**Consignes et exigences:**
Citez textuellement tous les items qui suivent, du premier au dernier, sans y changer un seul mot.

**Enregistrements:**

_ _ _ _ _

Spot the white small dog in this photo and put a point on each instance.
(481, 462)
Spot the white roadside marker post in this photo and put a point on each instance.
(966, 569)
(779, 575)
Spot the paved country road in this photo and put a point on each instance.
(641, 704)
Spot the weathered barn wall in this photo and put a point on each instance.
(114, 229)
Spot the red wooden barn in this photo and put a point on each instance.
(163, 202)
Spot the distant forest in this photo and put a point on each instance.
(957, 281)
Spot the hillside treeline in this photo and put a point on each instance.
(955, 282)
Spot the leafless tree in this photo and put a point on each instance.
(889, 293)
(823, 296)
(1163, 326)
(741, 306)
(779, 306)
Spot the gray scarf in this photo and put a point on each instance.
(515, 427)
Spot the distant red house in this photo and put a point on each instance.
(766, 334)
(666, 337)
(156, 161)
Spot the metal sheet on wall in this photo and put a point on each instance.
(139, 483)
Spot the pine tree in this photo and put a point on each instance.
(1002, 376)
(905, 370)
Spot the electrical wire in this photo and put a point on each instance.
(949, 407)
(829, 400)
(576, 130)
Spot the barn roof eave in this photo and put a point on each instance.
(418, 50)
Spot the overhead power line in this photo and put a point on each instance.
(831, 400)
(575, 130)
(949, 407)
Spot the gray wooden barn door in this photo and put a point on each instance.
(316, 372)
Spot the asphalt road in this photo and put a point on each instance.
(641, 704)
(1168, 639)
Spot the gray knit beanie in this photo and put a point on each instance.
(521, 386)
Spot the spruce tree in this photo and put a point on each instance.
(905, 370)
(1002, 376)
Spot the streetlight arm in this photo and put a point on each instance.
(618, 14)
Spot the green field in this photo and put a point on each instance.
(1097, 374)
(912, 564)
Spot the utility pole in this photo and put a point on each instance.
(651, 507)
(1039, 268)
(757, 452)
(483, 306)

_ _ _ _ _

**Solution proposée:**
Spot the white small dog in this photo and put a point on each instance.
(481, 462)
Spot the white roadside marker post in this photo and put a point on each instance.
(966, 569)
(779, 575)
Spot the paved country road in this photo and put a point on each instance.
(641, 704)
Spot the weathered barn wall in this photo and put a point on each instance.
(114, 229)
Spot the red wooden barn in this photo and put a point on each instance.
(163, 202)
Spot the distant forest in this photo and put a point on each instance.
(957, 281)
Spot the hillside treeline in this photo and put a point on each instance.
(955, 282)
Spot the leafless tree in this photo and put a point on each instance.
(889, 293)
(823, 296)
(1163, 326)
(741, 306)
(779, 306)
Spot the gray scarf in this photo and put a point on each instance.
(515, 427)
Spot the distant red house in this photo and put a point on each instance.
(766, 334)
(666, 337)
(156, 161)
Spot the metal sheet on wall in this photo and put a point on each instance.
(139, 483)
Spot the pine tree in this photo and put a point on each instance.
(1002, 376)
(905, 370)
Spot the electrical wire in this photo and put a point on each instance.
(949, 407)
(829, 400)
(576, 130)
Spot the barn roof eave in this photo and put a point on each instance.
(418, 50)
Spot the overhead power line in this photo and put a point on each instance.
(831, 400)
(575, 130)
(949, 407)
Spot the gray wooden barn door in this photo and put a point on each instance.
(316, 372)
Spot the asphalt road in this photo and put a point on each instance.
(641, 704)
(1168, 639)
Spot the gray knit beanie in this photo and put a point on each instance.
(521, 386)
Spot the spruce tree in this photo and put a point on each instance.
(905, 370)
(1002, 376)
Spot the streetlight arm in this photo and put a point on each instance.
(618, 14)
Spot the green field in this photo and put a point on each instance.
(1097, 374)
(912, 564)
Spot the utility pole in this photo and put a point on each instance.
(651, 507)
(1039, 268)
(757, 452)
(483, 306)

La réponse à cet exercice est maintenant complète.